→ **YOUR INSTRUCTIONS**
Can you rewrite every item below as a Markdown table with the columns Row and Line, one numbered row per line, leaving out blank lines and pictures?
========
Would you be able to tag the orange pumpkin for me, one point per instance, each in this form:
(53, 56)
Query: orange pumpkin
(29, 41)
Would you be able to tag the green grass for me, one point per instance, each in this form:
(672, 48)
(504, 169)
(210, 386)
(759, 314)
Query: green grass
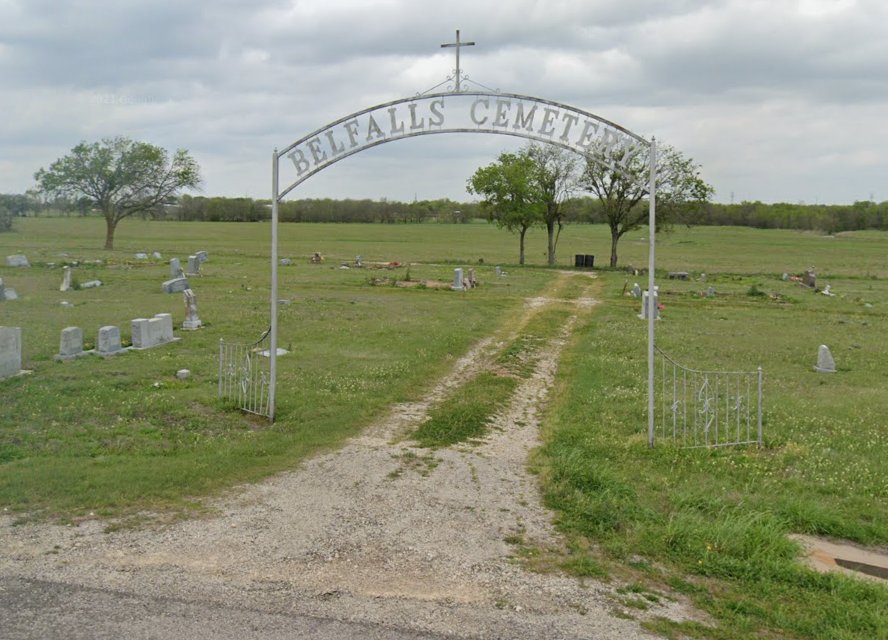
(717, 520)
(122, 436)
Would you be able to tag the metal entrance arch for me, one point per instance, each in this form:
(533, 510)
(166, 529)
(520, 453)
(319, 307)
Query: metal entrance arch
(487, 112)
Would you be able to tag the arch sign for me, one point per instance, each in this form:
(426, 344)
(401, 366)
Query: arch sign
(486, 112)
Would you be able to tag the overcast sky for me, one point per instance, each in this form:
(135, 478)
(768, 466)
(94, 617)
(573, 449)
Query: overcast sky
(777, 100)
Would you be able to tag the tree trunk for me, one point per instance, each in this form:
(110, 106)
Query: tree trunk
(110, 225)
(521, 245)
(615, 237)
(550, 229)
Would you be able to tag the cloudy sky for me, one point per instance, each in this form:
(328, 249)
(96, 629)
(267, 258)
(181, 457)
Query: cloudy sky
(777, 100)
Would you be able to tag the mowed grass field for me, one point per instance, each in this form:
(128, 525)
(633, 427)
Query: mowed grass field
(122, 437)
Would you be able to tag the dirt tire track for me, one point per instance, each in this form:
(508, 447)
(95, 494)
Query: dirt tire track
(378, 531)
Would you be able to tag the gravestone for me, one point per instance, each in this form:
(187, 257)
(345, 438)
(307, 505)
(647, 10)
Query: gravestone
(457, 280)
(17, 261)
(192, 321)
(825, 362)
(10, 351)
(644, 304)
(140, 336)
(810, 278)
(70, 343)
(66, 279)
(176, 285)
(193, 266)
(108, 342)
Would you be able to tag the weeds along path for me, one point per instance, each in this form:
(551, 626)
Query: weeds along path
(380, 531)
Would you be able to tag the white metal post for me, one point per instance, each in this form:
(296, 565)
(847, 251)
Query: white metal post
(652, 309)
(272, 350)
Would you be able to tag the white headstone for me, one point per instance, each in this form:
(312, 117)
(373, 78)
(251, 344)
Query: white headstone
(140, 335)
(10, 351)
(457, 280)
(108, 342)
(66, 278)
(192, 321)
(825, 362)
(176, 285)
(71, 343)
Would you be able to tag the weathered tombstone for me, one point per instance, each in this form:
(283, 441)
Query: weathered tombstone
(108, 342)
(10, 351)
(66, 279)
(457, 280)
(810, 278)
(17, 261)
(141, 337)
(825, 362)
(193, 266)
(164, 327)
(192, 321)
(70, 343)
(644, 304)
(176, 285)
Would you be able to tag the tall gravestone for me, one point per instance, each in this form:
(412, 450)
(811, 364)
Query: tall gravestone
(10, 351)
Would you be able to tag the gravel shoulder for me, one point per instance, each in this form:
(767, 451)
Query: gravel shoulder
(376, 533)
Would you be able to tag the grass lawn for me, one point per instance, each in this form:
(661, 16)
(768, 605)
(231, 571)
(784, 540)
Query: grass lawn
(121, 436)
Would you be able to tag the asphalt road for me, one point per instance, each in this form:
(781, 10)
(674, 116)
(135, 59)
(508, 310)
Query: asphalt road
(38, 609)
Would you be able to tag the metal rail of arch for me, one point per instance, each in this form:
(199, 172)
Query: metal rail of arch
(487, 112)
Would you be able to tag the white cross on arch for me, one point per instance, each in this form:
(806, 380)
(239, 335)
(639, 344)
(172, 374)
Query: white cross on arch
(458, 45)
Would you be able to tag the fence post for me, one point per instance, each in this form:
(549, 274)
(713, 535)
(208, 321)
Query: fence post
(760, 408)
(221, 363)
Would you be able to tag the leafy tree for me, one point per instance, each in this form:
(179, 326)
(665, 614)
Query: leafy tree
(555, 178)
(512, 198)
(619, 176)
(120, 177)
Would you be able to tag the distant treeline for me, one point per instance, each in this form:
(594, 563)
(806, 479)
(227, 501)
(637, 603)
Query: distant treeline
========
→ **IN RESPONSE**
| Row | Line |
|---|---|
| 1 | Would you be able to tag the orange pumpkin for me, one point per instance, each in this form: |
| 2 | (53, 56) |
| 3 | Query: orange pumpkin |
| 4 | (29, 41) |
| 5 | Would you be able to tag the green grass for me, one point per instance, each in this form: |
| 6 | (672, 48) |
| 7 | (504, 169) |
| 8 | (210, 386) |
| 9 | (759, 314) |
| 10 | Query: green grass |
| 11 | (717, 520) |
| 12 | (122, 436) |
| 13 | Would you be able to tag the metal entrance arch for me, one point per instance, each in this form: |
| 14 | (533, 510) |
| 15 | (166, 529) |
| 16 | (520, 453) |
| 17 | (319, 307) |
| 18 | Query: metal entrance arch |
| 19 | (487, 112) |
| 20 | Would you be able to tag the arch sign for me, one point per instance, each in this form: |
| 21 | (426, 344) |
| 22 | (401, 366) |
| 23 | Query: arch sign |
| 24 | (486, 112) |
| 25 | Would you be able to tag the overcast sky for me, one point per instance, each in this form: |
| 26 | (135, 478) |
| 27 | (768, 466) |
| 28 | (94, 617) |
| 29 | (573, 449) |
| 30 | Query: overcast sky |
| 31 | (777, 100) |
| 32 | Would you be able to tag the tree trunk for me, one point per instance, each in this form: |
| 33 | (110, 106) |
| 34 | Query: tree trunk |
| 35 | (110, 225) |
| 36 | (521, 245) |
| 37 | (615, 237) |
| 38 | (550, 229) |
| 39 | Would you be able to tag the cloudy sky for me, one point per instance, each in this form: |
| 40 | (328, 249) |
| 41 | (96, 629) |
| 42 | (267, 258) |
| 43 | (181, 457) |
| 44 | Query: cloudy sky |
| 45 | (777, 100) |
| 46 | Would you be able to tag the mowed grass field for me, one point per instance, each in this form: |
| 47 | (128, 525) |
| 48 | (633, 427) |
| 49 | Query: mowed grass field |
| 50 | (122, 437) |
| 51 | Would you be able to tag the dirt tire track for me, one point per instance, each in this form: |
| 52 | (508, 447) |
| 53 | (95, 494) |
| 54 | Query: dirt tire track |
| 55 | (378, 531) |
| 56 | Would you be able to tag the gravestone for me, one point per instance, each in this form: |
| 57 | (187, 257) |
| 58 | (345, 438) |
| 59 | (307, 505) |
| 60 | (647, 10) |
| 61 | Query: gravestone |
| 62 | (457, 280) |
| 63 | (17, 261) |
| 64 | (192, 321) |
| 65 | (825, 362) |
| 66 | (10, 351) |
| 67 | (644, 304) |
| 68 | (140, 336) |
| 69 | (810, 278) |
| 70 | (70, 343) |
| 71 | (66, 279) |
| 72 | (176, 285) |
| 73 | (193, 266) |
| 74 | (108, 342) |
| 75 | Would you be able to tag the weeds along path for me, one point per instance, each in this form: |
| 76 | (551, 626) |
| 77 | Query: weeds along path |
| 78 | (380, 531) |
| 79 | Would you be able to tag the white metal post for me, one point per instance, each in this form: |
| 80 | (296, 565) |
| 81 | (847, 251) |
| 82 | Query: white metal post |
| 83 | (652, 309) |
| 84 | (272, 350) |
| 85 | Would you be able to tag the white headstone for me, one point per instance, each in this form: |
| 86 | (312, 117) |
| 87 | (373, 78) |
| 88 | (251, 344) |
| 89 | Query: white headstone |
| 90 | (140, 335) |
| 91 | (10, 351) |
| 92 | (457, 280) |
| 93 | (108, 342) |
| 94 | (66, 278) |
| 95 | (192, 321) |
| 96 | (825, 362) |
| 97 | (176, 285) |
| 98 | (71, 343) |
| 99 | Would you be able to tag the weathered tombstone for me, one point per instance, each in this form: |
| 100 | (283, 441) |
| 101 | Query: weathered tombstone |
| 102 | (108, 342) |
| 103 | (10, 351) |
| 104 | (66, 279) |
| 105 | (457, 280) |
| 106 | (810, 278) |
| 107 | (17, 261) |
| 108 | (141, 337) |
| 109 | (825, 362) |
| 110 | (193, 266) |
| 111 | (164, 327) |
| 112 | (192, 321) |
| 113 | (70, 343) |
| 114 | (644, 304) |
| 115 | (176, 285) |
| 116 | Would you be able to tag the tall gravestone for me, one point per instance, each in this form: |
| 117 | (412, 450) |
| 118 | (811, 364) |
| 119 | Query: tall gravestone |
| 120 | (10, 351) |
| 121 | Would you be able to tag the gravel shoulder for me, one point per instance, each in this form: |
| 122 | (767, 451) |
| 123 | Query: gravel shoulder |
| 124 | (376, 533) |
| 125 | Would you be able to tag the grass lawn for me, one point per instance, each in this form: |
| 126 | (661, 16) |
| 127 | (768, 605) |
| 128 | (231, 571) |
| 129 | (784, 540) |
| 130 | Query: grass lawn |
| 131 | (121, 436) |
| 132 | Would you be able to tag the asphalt road for me, one point per instance, each in this form: |
| 133 | (781, 10) |
| 134 | (674, 116) |
| 135 | (135, 59) |
| 136 | (508, 310) |
| 137 | Query: asphalt road |
| 138 | (38, 609) |
| 139 | Would you be able to tag the metal rail of arch for me, one point per instance, each in this form: |
| 140 | (199, 172) |
| 141 | Query: metal rail of arch |
| 142 | (487, 112) |
| 143 | Would you be able to tag the white cross on arch for me, one point per instance, each in this form: |
| 144 | (806, 380) |
| 145 | (239, 335) |
| 146 | (639, 344) |
| 147 | (172, 374) |
| 148 | Query: white cross on arch |
| 149 | (458, 45) |
| 150 | Would you be able to tag the fence post for me, one point per instance, each in this form: |
| 151 | (549, 274) |
| 152 | (713, 535) |
| 153 | (208, 321) |
| 154 | Query: fence post |
| 155 | (760, 408) |
| 156 | (221, 363) |
| 157 | Would you be able to tag the leafy tree for me, one point per instance, each in this form: |
| 158 | (179, 326) |
| 159 | (665, 614) |
| 160 | Query: leafy tree |
| 161 | (555, 178) |
| 162 | (512, 198) |
| 163 | (619, 176) |
| 164 | (120, 177) |
| 165 | Would you be able to tag the distant treeline for me, one point per instance, each in this form: |
| 166 | (594, 563) |
| 167 | (806, 479) |
| 168 | (227, 501) |
| 169 | (637, 603) |
| 170 | Query: distant treeline |